▸ What you have to do
Convert the lines from the one containing "201L50 161L35 151L29" through the end of the records, both included, into a numbered list, omitting any blank lines.

▸ Information provided
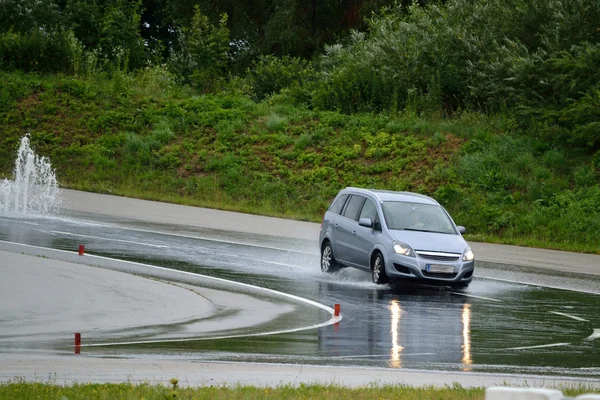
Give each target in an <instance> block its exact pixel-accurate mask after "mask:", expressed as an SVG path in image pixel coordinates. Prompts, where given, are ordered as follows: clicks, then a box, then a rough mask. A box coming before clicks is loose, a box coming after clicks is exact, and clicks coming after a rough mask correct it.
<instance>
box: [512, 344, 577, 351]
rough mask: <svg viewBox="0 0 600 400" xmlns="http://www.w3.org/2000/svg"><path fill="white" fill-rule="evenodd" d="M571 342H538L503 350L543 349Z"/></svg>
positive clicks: (526, 349)
mask: <svg viewBox="0 0 600 400" xmlns="http://www.w3.org/2000/svg"><path fill="white" fill-rule="evenodd" d="M570 344H571V343H551V344H540V345H538V346H523V347H509V348H507V349H504V350H527V349H543V348H545V347H560V346H568V345H570Z"/></svg>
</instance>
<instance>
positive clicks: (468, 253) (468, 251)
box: [463, 247, 475, 261]
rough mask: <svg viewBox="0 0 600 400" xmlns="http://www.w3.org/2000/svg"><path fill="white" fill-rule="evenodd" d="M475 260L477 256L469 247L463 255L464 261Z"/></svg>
mask: <svg viewBox="0 0 600 400" xmlns="http://www.w3.org/2000/svg"><path fill="white" fill-rule="evenodd" d="M474 259H475V254H473V250H471V248H470V247H467V249H466V250H465V252H464V253H463V261H473V260H474Z"/></svg>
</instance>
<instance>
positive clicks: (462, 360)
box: [462, 303, 473, 372]
mask: <svg viewBox="0 0 600 400" xmlns="http://www.w3.org/2000/svg"><path fill="white" fill-rule="evenodd" d="M462 322H463V345H462V348H463V359H462V362H463V365H464V366H463V371H465V372H469V371H471V364H473V359H472V358H471V305H470V304H468V303H466V304H465V305H463V315H462Z"/></svg>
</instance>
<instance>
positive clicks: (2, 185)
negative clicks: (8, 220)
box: [0, 134, 58, 214]
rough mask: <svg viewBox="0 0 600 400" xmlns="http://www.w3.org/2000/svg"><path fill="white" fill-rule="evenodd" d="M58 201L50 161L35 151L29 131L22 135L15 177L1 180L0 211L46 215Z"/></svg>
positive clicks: (56, 204)
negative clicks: (2, 180) (43, 214)
mask: <svg viewBox="0 0 600 400" xmlns="http://www.w3.org/2000/svg"><path fill="white" fill-rule="evenodd" d="M57 204H58V184H57V181H56V174H55V173H54V170H53V169H52V165H51V164H50V160H48V159H47V158H46V157H40V156H38V155H36V154H35V152H34V151H33V150H32V149H31V147H30V145H29V134H27V135H25V136H23V137H22V138H21V145H20V146H19V151H18V153H17V159H16V161H15V168H14V170H13V180H8V179H4V181H3V182H2V183H0V213H3V214H5V213H19V214H46V213H48V212H50V211H52V210H53V209H54V208H55V207H56V206H57Z"/></svg>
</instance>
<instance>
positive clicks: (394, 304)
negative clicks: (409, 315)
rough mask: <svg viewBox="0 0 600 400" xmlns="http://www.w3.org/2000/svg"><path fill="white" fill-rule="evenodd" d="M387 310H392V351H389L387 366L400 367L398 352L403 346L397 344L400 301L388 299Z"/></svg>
mask: <svg viewBox="0 0 600 400" xmlns="http://www.w3.org/2000/svg"><path fill="white" fill-rule="evenodd" d="M388 308H389V310H390V311H391V312H392V327H391V332H392V351H391V353H390V363H389V366H390V367H392V368H402V361H401V360H400V353H401V352H402V350H404V347H402V346H400V344H398V330H399V327H400V319H401V318H402V309H401V308H400V302H399V301H398V300H392V301H390V305H389V307H388Z"/></svg>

▸ Output for this exercise
1. rough mask: <svg viewBox="0 0 600 400" xmlns="http://www.w3.org/2000/svg"><path fill="white" fill-rule="evenodd" d="M58 201L50 161L35 151L29 131L22 135L15 177L1 180L0 211L46 215Z"/></svg>
2. positive clicks: (56, 204)
3. negative clicks: (2, 180) (43, 214)
4. mask: <svg viewBox="0 0 600 400" xmlns="http://www.w3.org/2000/svg"><path fill="white" fill-rule="evenodd" d="M57 204H58V184H57V181H56V174H55V173H54V170H53V169H52V165H51V164H50V160H48V159H47V158H46V157H40V156H38V155H36V154H35V152H34V151H33V150H32V149H31V147H30V145H29V134H27V135H25V136H23V137H22V138H21V145H20V146H19V151H18V153H17V159H16V161H15V168H14V170H13V180H8V179H4V181H3V182H2V183H0V213H3V214H5V213H19V214H46V213H48V212H50V211H52V210H53V209H54V208H55V207H56V206H57Z"/></svg>
5. </instance>
6. <instance>
7. positive clicks: (394, 304)
8. negative clicks: (409, 315)
9. rough mask: <svg viewBox="0 0 600 400" xmlns="http://www.w3.org/2000/svg"><path fill="white" fill-rule="evenodd" d="M387 310H392V351H389L387 366L400 367L398 352L403 346L397 344L400 301L388 299Z"/></svg>
10. mask: <svg viewBox="0 0 600 400" xmlns="http://www.w3.org/2000/svg"><path fill="white" fill-rule="evenodd" d="M388 308H389V310H390V311H391V312H392V327H391V332H392V351H391V353H390V363H389V366H390V367H392V368H402V361H401V360H400V353H401V352H402V350H404V347H402V346H400V344H398V330H399V327H400V319H401V318H402V309H401V308H400V302H399V301H398V300H392V301H390V305H389V307H388Z"/></svg>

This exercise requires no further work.